Exercise requirements:
A - In the drone article, from which organization did the company have to obtain clearance before flying its Tardis drone over San Diego?
B - Retype the part of the drone article starting with "Flyguy Promotions has" and going on through "of the sky.", word for word.

Text extract:

┌──

Drones may be the fun new hobby for radio-control enthusiasts, but they can also look a little scary. Like a flying death machine from the future that an alien overlord might use to enslave humanity without having to get out of their spaceship because they are binge-watching "The Wire."

Drones could use a makeover and a company in San Diego, California has come up with a clever way to make these flying contraptions look like something that's not a harbinger of intergalactic enslavement.

Flyguy Promotions builds custom drone models that put familiar characters and objects in flight. It's bringing two of its most recent creations to the San Diego Comic-Con, according to the YouTube page of the company's marketing director Otto Dieffenbach.

If you're at the convention this weekend, keep your eyes peeled for some of these familiar flyers, like Snoopy from "Peanuts." This drone has Charlie Brown's lovable beagle on top of his red doghouse in a pair of airplane goggles, as if he's in a dogfight with the Red Baron. Snoopy's head even turns when his doghouse banks one way or another.

Comic-Con attendees should also keep an eye out for a flying R2-D2. Yes, I know the previously Earth-bound droid firing up hidden jets was the absolute worst bit of "Attack of the Clones," but it's not the little fella's fault. I'm sure even droids have flying dreams (when they're not counting electric sheep).

Flyguy Promotions has also made some other identifiable flying objects that sci-fi and comic book fans might enjoy seeing streak across the sky, like this very impressive reproduction of Doctor Who's Tardis. According to a separate video on Dieffenbach's YouTube page, they had to obtain clearance from the US Navy before setting their time-jumping police box loose on the skies over San Diego. Now I'm just really curious to see how the US military would react to the sight of a flying police box over a major metropolitan area. I pity the poor pilot who's ordered to shoot a Time Lord out of the sky.

Finally, if you're a Harry Potter fan, get ready to squeal in high-pitched delight because Flyguy has also made the Boy Who Lived riding on his Nimbus racing broom. This thing could only be cooler if you could figure out a way to play Quidditch that didn't violate the US Federal Aviation Administration's non-commercial airspace rules.

└──

Dataset entries:
┌──

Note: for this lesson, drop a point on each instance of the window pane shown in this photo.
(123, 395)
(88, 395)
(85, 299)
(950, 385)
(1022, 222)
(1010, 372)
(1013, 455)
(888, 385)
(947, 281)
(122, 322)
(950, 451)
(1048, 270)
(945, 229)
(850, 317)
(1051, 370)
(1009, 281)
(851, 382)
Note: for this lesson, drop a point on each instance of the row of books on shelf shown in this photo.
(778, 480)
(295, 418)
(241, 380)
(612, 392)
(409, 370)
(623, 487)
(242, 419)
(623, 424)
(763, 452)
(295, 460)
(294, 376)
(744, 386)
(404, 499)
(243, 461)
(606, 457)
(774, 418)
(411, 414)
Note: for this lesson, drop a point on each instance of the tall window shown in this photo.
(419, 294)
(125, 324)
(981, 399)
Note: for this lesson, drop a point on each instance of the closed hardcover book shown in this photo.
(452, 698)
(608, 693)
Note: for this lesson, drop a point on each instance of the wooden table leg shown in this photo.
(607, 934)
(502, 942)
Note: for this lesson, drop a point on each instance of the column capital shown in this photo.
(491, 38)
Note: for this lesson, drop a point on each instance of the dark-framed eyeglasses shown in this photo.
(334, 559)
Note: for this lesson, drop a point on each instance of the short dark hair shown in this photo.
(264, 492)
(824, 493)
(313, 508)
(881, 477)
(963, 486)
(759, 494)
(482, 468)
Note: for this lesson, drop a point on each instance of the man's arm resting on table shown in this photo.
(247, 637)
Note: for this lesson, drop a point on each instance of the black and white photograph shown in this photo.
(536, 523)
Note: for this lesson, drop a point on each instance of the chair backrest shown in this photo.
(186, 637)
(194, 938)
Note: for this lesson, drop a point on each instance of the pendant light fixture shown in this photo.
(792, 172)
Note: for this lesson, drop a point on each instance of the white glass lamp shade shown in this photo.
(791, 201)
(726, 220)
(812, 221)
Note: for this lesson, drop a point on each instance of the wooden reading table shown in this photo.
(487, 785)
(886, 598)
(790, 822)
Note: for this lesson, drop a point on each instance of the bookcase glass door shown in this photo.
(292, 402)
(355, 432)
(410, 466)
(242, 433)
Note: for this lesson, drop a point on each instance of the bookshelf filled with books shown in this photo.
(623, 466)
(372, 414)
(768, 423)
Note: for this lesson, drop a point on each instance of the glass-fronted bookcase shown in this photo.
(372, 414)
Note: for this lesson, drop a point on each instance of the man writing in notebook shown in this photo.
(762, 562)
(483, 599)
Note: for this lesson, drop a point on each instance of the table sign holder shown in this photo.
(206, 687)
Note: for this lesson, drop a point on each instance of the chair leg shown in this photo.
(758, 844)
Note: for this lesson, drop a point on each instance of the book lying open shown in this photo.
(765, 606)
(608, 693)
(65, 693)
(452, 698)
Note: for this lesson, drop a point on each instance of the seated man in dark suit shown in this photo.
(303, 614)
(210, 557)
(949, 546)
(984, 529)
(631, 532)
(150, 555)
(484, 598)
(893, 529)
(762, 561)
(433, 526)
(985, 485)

└──

Task-by-task results:
A - The US Navy.

B -
Flyguy Promotions has also made some other identifiable flying objects that sci-fi and comic book fans might enjoy seeing streak across the sky, like this very impressive reproduction of Doctor Who's Tardis. According to a separate video on Dieffenbach's YouTube page, they had to obtain clearance from the US Navy before setting their time-jumping police box loose on the skies over San Diego. Now I'm just really curious to see how the US military would react to the sight of a flying police box over a major metropolitan area. I pity the poor pilot who's ordered to shoot a Time Lord out of the sky.